Please print the part of the blog post on the Opening Ceremony that begins with the words containing "UPDATE: I have" and ends with "the flag-waving athletes.)", copying it word for word.
-- start of Document excerpt --
Live-blogging the Opening Ceremony

Go here and keep scrolling. UPDATE: this one is definitely worth a look as well.

I’ve only been able to watch bits and pieces. It’s way cheesier than I had hoped.

UPDATE: I have to say, I was wrong when I called it cheesy. I was only able to watch about 2 hours of the Opening Ceremony and I learned yesterday that by chance I caught the very worst part – the interminable walking around the track by athletes waving flags -and some children dancing. Since then I saw some extended clips of what I missed, and I spoke with many people who were actually there. The clips I saw were amazing. Absolutely beautiful. And everyone I know who was there said it was truly beyond belief despite the oppressive heat. They loved it. (They all agreed about the flag-waving athletes.)

So I retract my earlier comment. I should have said some sections were cheesier than I expected.
-- end of Document excerpt --
-- start of Provided material --
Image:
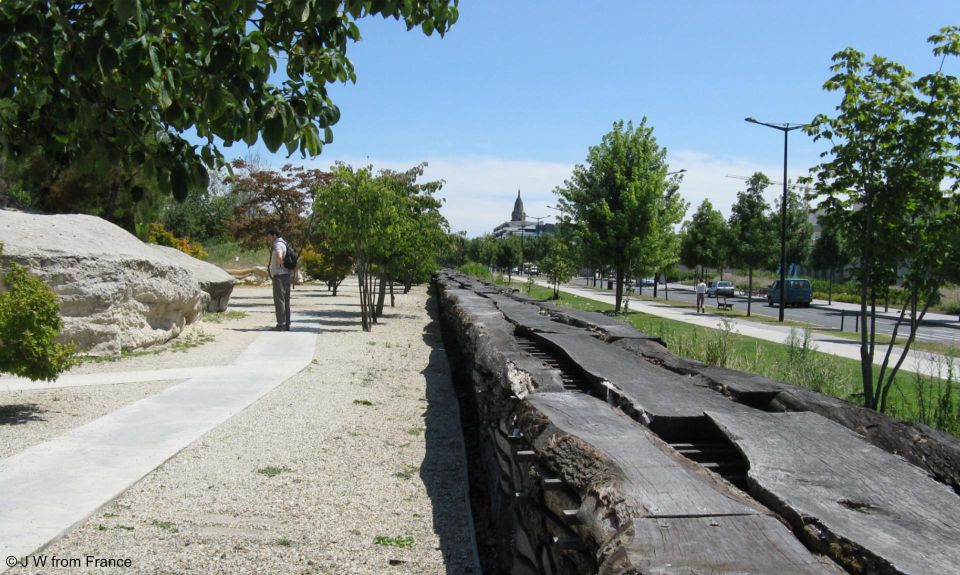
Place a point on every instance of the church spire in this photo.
(517, 215)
-- end of Provided material --
Solution to this exercise —
UPDATE: I have to say, I was wrong when I called it cheesy. I was only able to watch about 2 hours of the Opening Ceremony and I learned yesterday that by chance I caught the very worst part – the interminable walking around the track by athletes waving flags -and some children dancing. Since then I saw some extended clips of what I missed, and I spoke with many people who were actually there. The clips I saw were amazing. Absolutely beautiful. And everyone I know who was there said it was truly beyond belief despite the oppressive heat. They loved it. (They all agreed about the flag-waving athletes.)